::: Article :::

Écouter de la musique via des plateformes de streaming, regarder un film sur les recommandations d’un site spécialisé, parcourir une exposition virtuelle dans le confort de son canapé…Le numérique a déjà largement fait évoluer nos expériences culturelles et cette transformation n’en est qu’à ses débuts.
Si la culture n’est pas un “produit” comme les autres, elle doit toutefois s’adapter aux exigences contemporaines de ses publics : Hyper-choix, interactivité, besoin d’accompagnement, simplicité, instantanéité…Aucune structure culturelle ne peut aujourd’hui se faire entendre sans une présence en ligne, ne serait-ce que via un site Internet et une page Facebook mise à jour régulièrement.
Plusieurs objectifs sont en jeu : La communication culturelle doit permettre de fidéliser un public qui connaît déjà l’établissement, de toucher une nouvelle audience parfois éloignée de la culture, et in fine de transformer tous ces internautes en visiteurs.
Mais alors, comment penser sa présence numérique lorsque l’on est une structure culturelle ? Pourquoi et comment communiquer de façon efficace et authentique sur son offre, ses événements et son identité ?
Dans cet article, je vous donne quelques clés pour mieux appréhender l’élaboration d’une stratégie de communication digitale pour une structure culturelle. Si les principes énoncés ne s’appliquent pas nécessairement qu’à ce secteur particulier, ils sont néanmoins parfaitement adaptés à leurs besoins spécifiques, et plus particulièrement aux organisations qui n’abritent pas en leur sein d’équipes de communication très développées. Bonne lecture !
La communication numérique à la sauce culturelle
Pendant plusieurs années, le numérique a été vu d’un mauvais œil dans le secteur culturel. Fastidieuse, challengeante, l’adaptation au champ numérique demande en effet bien des efforts aux structures, des grands musées jusqu’aux petites institutions ; Elle leur impose de se positionner dans un contexte de redéfinition organisationnelle de leur mission, à reconsidérer le rapport aux collections, au parcours, au statut des publics…Bref, des réflexions qui vont bien au-delà du seul enjeu communicationnel.
Entendons-nous bien, il ne faut jamais perdre de vue le fait que les offres numériques sont là pour agir en complément de l’expérience in situ. Un écran ne saura jamais recréer l’émotion que l’on ressent face à une œuvre, que ce soit pour la contempler dans un musée ou l’acquérir dans une galerie. L’original, l’origine, est le point où tout débute, où la culture prend sa source.

:::

• Travail à faire:
a - Dans l’article sur la communication numérique des lieux culturels, reprenez le passage commençant par "Si la culture" et allant jusqu’à "internautes en visiteurs.", en changeant "internautes" en "utilisateurs".
b - Transformez en liste à puces le paragraphe de l’article qui commence par « Pendant plusieurs années », en gardant ses faits principaux.
Les lignes n’interviennent pas ici.

::: Données disponibles :::

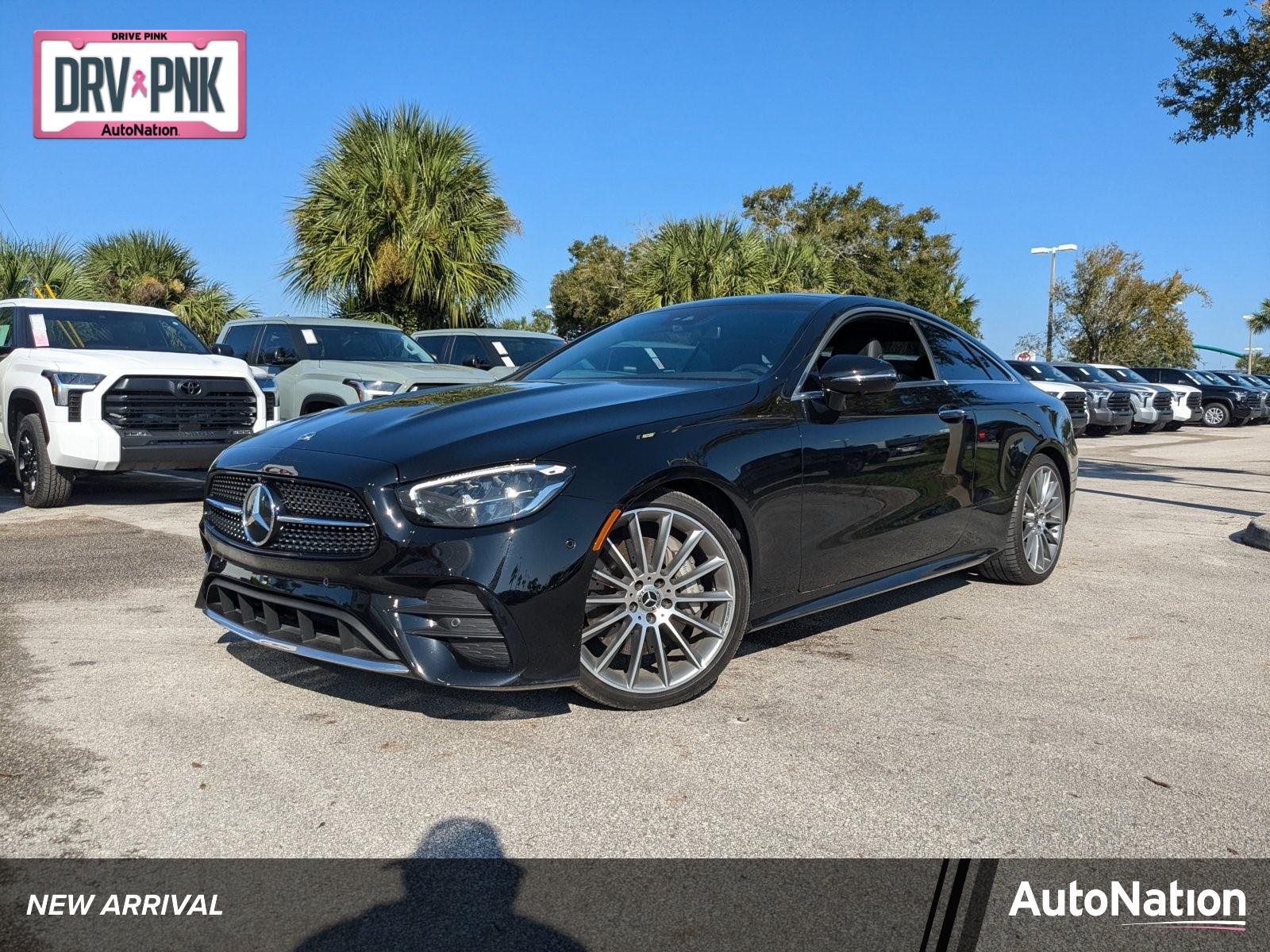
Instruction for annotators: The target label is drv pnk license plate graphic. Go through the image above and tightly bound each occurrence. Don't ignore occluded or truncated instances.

:::

• Liste des réponses:
a -
Si la culture n’est pas un “produit” comme les autres, elle doit toutefois s’adapter aux exigences contemporaines de ses publics : Hyper-choix, interactivité, besoin d’accompagnement, simplicité, instantanéité…Aucune structure culturelle ne peut aujourd’hui se faire entendre sans une présence en ligne, ne serait-ce que via un site Internet et une page Facebook mise à jour régulièrement.
Plusieurs objectifs sont en jeu : La communication culturelle doit permettre de fidéliser un public qui connaît déjà l’établissement, de toucher une nouvelle audience parfois éloignée de la culture, et in fine de transformer tous ces utilisateurs en visiteurs.

b -
- Pendant plusieurs années, le secteur culturel a vu le numérique d’un mauvais œil.
- S’adapter au numérique est fastidieux et demande beaucoup d’efforts, des grands musées jusqu’aux petites institutions.
- Les structures doivent se positionner alors que leur mission est redéfinie et revoir leur rapport aux collections, au parcours et au statut des publics.
- Ces réflexions dépassent largement la seule question de la communication.